(Point localization data)

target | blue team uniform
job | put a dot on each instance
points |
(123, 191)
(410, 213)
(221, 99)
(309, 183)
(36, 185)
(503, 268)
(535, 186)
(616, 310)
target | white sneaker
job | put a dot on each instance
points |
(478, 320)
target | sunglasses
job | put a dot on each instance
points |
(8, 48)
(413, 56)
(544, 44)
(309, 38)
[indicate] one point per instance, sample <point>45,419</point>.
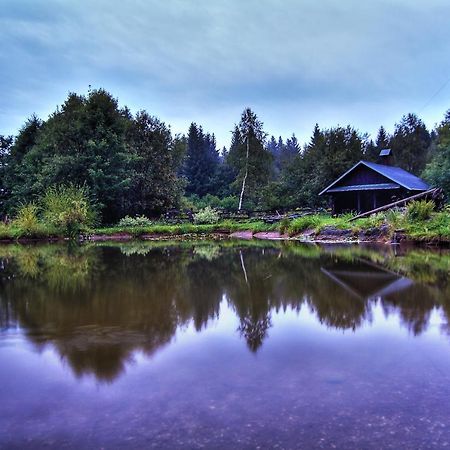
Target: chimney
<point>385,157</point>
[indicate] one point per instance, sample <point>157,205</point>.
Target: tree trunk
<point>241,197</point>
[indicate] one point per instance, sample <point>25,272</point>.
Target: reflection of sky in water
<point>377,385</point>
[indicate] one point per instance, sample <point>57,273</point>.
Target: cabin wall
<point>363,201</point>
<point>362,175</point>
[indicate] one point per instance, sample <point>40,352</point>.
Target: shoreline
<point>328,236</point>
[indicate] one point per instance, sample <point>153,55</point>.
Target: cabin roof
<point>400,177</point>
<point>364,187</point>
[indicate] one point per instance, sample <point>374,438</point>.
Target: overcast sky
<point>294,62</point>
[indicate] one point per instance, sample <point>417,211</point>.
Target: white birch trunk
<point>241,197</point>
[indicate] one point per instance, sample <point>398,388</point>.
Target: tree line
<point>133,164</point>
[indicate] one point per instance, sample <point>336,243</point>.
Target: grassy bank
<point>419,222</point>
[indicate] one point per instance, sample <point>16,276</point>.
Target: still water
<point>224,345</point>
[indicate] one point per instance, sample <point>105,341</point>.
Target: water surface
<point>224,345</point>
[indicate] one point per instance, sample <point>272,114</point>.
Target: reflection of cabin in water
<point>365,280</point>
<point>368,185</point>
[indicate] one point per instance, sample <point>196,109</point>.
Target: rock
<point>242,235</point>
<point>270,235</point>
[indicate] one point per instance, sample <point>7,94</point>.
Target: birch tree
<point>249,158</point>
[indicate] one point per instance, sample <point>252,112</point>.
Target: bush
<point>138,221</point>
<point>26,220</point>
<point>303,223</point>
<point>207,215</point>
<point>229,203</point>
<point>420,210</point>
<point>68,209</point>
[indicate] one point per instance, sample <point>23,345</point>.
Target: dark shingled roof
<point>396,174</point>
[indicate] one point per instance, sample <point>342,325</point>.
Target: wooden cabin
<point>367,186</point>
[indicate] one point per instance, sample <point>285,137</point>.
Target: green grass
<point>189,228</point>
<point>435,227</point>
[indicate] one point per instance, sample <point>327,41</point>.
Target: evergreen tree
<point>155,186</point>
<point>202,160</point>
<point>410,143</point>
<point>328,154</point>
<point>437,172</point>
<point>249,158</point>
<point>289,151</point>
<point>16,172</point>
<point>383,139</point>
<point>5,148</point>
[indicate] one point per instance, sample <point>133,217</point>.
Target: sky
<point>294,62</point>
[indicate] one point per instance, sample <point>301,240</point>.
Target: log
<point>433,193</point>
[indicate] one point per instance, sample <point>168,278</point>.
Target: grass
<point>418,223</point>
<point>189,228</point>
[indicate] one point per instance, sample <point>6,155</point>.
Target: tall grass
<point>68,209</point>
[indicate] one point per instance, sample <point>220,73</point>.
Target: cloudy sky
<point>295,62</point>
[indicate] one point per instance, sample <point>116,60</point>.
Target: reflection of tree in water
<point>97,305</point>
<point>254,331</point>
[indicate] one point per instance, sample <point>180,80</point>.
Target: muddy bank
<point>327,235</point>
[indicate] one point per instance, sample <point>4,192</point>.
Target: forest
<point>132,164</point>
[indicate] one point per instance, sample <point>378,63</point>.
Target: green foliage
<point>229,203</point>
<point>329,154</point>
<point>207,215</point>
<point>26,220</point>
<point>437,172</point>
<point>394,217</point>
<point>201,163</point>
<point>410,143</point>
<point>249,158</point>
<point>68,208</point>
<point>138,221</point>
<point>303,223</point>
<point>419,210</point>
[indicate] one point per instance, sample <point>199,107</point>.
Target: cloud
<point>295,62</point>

---

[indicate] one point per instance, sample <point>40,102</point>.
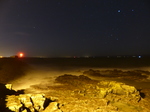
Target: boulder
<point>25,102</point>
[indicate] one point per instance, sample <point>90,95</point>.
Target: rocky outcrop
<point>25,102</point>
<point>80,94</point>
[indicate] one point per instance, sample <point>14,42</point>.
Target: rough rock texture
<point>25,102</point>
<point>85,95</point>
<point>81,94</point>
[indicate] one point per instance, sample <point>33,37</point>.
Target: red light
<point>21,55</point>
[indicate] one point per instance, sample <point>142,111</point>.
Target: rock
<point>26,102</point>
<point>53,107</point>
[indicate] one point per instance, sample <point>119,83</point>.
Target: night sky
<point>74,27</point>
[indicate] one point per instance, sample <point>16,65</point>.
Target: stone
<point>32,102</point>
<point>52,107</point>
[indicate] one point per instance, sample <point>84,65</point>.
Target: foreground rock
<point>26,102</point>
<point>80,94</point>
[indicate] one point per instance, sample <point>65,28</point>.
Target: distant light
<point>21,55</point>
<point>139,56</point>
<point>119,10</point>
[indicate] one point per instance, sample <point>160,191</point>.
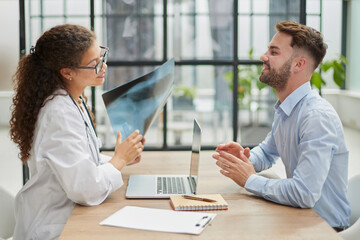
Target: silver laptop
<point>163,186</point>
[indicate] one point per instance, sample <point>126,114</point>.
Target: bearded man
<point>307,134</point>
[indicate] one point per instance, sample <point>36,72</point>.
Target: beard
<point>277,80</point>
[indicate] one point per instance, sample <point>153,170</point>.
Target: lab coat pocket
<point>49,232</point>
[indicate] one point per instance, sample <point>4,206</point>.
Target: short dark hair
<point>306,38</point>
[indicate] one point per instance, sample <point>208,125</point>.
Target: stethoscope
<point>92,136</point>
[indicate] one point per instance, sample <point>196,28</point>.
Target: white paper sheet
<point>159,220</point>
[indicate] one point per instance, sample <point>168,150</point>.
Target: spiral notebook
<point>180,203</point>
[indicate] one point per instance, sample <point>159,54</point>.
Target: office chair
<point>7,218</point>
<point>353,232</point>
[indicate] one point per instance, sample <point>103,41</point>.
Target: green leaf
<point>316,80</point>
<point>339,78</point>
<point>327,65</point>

WHAT TO DO:
Using the entries above, repeat only the lines from the one containing "[indicate] one point per instance, sample <point>16,65</point>." through the one containing "[indicate] one point per instance, sample <point>65,28</point>.", end lines included.

TASK ANSWER:
[indicate] one point per instance, sample <point>16,65</point>.
Target: stone
<point>32,102</point>
<point>52,107</point>
[indicate] one point per instance, sample <point>84,65</point>.
Target: foreground rock
<point>26,102</point>
<point>80,94</point>
[indicate] one point per instance, sample <point>65,28</point>.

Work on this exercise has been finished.